**Given information**.
────
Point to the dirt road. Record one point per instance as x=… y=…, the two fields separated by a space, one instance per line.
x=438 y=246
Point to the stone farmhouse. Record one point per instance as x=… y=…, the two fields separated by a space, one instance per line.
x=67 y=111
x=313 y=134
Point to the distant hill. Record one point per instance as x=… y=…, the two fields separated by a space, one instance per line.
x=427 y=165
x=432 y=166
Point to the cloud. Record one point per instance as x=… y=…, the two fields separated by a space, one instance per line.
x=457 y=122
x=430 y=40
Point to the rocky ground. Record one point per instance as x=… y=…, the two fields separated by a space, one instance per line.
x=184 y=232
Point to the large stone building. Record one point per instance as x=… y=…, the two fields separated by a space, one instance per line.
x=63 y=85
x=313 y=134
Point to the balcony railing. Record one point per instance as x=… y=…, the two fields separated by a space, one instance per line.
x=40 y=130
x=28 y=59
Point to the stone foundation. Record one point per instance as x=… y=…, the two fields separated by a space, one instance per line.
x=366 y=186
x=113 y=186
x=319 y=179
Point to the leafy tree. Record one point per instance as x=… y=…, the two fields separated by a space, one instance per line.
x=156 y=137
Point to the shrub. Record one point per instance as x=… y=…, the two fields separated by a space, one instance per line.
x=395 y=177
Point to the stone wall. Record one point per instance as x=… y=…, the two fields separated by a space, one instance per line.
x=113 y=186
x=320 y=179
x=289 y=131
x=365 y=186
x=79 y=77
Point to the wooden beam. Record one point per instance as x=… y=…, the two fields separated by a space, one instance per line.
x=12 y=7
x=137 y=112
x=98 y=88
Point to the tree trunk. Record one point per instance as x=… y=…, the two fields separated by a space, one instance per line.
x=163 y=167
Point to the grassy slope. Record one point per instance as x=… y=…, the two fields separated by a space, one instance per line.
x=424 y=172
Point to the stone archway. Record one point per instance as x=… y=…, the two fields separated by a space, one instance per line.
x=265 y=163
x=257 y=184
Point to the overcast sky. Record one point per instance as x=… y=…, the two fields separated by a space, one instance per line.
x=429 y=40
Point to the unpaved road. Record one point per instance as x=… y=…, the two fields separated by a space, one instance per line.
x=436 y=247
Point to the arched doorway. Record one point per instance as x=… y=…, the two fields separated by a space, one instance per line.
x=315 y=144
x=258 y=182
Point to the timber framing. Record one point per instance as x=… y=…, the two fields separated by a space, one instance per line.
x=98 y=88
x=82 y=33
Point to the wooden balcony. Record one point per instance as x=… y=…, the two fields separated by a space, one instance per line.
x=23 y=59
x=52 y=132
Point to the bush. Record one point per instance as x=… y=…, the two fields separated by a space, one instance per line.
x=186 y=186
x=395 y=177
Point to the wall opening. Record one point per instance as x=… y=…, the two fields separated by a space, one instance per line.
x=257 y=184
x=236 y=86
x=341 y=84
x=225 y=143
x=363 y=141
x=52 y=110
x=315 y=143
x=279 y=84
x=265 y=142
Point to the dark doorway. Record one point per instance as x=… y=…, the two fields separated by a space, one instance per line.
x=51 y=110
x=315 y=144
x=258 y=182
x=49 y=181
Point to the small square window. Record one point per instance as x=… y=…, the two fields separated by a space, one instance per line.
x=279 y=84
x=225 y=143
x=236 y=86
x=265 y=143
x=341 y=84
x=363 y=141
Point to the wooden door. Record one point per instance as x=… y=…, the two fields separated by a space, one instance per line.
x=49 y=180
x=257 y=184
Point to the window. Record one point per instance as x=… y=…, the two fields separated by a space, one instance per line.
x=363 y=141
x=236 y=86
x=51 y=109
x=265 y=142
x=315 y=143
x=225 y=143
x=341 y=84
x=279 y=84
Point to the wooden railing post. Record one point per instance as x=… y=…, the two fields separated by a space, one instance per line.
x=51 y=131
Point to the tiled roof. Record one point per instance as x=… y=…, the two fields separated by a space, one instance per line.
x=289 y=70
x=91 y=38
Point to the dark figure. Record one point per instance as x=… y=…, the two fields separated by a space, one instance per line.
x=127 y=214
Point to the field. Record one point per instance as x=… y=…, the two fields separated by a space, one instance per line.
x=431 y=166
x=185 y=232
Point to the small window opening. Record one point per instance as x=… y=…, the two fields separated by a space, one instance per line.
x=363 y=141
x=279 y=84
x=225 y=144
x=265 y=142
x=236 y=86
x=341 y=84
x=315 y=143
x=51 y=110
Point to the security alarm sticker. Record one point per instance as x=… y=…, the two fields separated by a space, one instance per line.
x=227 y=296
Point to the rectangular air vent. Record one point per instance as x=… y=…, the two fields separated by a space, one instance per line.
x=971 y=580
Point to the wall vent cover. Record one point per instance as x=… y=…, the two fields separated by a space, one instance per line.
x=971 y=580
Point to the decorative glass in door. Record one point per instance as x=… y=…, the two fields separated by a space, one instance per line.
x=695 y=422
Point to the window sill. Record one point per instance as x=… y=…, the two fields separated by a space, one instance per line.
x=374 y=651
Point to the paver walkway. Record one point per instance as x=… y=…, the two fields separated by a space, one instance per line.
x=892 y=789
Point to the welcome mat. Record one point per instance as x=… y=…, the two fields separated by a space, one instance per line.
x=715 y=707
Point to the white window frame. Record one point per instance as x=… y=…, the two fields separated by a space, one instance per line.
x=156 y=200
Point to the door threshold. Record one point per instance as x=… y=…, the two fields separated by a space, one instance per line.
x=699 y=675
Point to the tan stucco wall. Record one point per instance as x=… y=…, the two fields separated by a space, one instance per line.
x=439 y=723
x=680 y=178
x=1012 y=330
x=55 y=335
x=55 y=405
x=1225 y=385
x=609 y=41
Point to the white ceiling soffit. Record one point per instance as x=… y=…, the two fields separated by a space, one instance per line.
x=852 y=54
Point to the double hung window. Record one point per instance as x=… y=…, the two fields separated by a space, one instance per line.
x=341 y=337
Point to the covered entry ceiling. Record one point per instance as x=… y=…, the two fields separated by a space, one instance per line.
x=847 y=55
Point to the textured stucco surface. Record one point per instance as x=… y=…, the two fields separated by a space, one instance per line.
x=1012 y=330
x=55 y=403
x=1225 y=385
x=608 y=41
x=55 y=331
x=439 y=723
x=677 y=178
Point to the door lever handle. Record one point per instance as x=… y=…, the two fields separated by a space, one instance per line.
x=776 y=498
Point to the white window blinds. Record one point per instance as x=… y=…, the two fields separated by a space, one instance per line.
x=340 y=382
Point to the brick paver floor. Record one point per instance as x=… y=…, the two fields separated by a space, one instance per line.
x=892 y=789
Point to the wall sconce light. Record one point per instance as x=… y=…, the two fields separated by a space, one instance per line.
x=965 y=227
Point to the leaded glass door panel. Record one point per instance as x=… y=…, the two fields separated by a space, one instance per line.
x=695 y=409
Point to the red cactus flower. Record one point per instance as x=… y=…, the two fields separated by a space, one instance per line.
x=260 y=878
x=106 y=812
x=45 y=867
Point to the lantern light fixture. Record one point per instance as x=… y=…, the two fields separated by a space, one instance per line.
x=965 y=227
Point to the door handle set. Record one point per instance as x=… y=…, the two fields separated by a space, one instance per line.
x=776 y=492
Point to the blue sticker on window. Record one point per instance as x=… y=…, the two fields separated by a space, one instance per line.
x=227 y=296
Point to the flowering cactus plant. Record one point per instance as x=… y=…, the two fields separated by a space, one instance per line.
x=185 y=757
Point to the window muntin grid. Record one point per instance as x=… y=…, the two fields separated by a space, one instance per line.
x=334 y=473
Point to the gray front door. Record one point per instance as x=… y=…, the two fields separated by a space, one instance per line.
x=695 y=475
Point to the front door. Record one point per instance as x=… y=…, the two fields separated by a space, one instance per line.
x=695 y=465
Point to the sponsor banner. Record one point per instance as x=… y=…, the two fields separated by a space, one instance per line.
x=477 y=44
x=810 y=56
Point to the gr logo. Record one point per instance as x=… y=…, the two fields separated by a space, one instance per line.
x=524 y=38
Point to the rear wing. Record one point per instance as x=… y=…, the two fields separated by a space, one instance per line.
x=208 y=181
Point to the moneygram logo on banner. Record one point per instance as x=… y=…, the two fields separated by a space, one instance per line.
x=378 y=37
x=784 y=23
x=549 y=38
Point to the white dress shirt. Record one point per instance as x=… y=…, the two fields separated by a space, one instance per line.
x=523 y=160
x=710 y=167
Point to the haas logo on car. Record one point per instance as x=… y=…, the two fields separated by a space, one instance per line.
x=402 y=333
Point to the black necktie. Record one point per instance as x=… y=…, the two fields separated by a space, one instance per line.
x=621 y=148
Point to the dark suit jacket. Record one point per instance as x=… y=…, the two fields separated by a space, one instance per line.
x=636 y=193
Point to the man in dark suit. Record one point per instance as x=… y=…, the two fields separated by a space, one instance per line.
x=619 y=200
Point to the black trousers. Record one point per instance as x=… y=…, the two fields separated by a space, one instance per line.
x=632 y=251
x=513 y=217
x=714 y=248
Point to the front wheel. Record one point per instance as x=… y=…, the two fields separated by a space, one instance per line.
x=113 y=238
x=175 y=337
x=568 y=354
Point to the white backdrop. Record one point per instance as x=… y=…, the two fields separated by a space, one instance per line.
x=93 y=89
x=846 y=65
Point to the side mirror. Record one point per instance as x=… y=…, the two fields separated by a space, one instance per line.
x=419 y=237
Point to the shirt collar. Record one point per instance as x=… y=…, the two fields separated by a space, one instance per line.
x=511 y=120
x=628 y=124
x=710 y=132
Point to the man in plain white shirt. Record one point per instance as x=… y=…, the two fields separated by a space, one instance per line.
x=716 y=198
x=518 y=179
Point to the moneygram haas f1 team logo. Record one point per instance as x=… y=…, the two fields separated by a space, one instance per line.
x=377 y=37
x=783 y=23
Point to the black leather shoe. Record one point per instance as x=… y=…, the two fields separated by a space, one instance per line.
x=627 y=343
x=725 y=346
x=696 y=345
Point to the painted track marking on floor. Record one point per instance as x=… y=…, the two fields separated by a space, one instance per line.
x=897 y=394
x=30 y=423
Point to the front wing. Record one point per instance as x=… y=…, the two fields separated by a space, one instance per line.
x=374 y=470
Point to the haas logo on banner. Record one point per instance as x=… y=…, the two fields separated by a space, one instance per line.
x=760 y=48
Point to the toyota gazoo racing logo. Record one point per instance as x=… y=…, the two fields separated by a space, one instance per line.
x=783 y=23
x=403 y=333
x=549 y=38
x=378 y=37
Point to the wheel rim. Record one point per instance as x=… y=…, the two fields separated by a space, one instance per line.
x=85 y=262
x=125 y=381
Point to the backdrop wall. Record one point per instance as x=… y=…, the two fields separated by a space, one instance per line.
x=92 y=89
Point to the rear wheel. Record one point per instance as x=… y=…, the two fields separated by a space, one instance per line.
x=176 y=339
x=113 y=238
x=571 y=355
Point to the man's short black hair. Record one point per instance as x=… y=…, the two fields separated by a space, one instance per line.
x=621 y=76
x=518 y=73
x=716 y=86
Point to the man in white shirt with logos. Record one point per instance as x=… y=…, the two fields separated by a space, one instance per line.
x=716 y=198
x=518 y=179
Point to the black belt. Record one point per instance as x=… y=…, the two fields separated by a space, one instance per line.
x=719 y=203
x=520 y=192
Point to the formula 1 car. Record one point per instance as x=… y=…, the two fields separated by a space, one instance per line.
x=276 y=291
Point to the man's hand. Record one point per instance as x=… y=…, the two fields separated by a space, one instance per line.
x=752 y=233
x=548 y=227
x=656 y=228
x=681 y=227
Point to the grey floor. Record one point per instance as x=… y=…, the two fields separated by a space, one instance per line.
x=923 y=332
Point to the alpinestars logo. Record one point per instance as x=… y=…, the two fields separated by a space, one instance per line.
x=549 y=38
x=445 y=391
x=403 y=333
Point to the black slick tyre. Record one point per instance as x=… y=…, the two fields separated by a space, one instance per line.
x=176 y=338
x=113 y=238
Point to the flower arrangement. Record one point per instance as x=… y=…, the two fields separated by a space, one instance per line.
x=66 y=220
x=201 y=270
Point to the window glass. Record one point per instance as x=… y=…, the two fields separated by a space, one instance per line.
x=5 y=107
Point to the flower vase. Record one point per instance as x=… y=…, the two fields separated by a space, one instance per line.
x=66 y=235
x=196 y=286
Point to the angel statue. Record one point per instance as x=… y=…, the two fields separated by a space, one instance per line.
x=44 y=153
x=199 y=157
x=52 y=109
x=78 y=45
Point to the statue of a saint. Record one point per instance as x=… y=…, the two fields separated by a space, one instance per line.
────
**The task**. Reproduce the lines of the entries above exactly, but only from the line containing "Point to the grey" through the final line.

**The answer**.
Point to the grey floor. Record one point per instance as x=… y=…, the two fields separated by a space, one instance per line.
x=923 y=332
Point to the alpinestars logo. Record one point per instance as x=… y=…, the two fields separated by a space, one instance per line.
x=549 y=38
x=445 y=391
x=403 y=333
Point to the black slick tyre. Record one point per instance as x=… y=…, the two fields separated by a space, one instance per line.
x=176 y=338
x=113 y=238
Point to the flower arrangement. Record one point per instance as x=… y=…, the two fields separated by a space, one instance per line.
x=66 y=220
x=201 y=270
Point to the window glass. Record one point per instance as x=… y=…, the two fields separated by a space, one instance per line.
x=5 y=107
Point to the flower vase. Record one point per instance as x=… y=…, the two fields separated by a space, one instance per line.
x=66 y=235
x=196 y=286
Point to the angel statue. Record one point per instance as x=… y=…, the two fields separated by a space, one instance per line.
x=44 y=153
x=199 y=157
x=52 y=109
x=78 y=45
Point to the statue of a saint. Record one point per instance as x=… y=…, the two fields separated by a space, one instance per line.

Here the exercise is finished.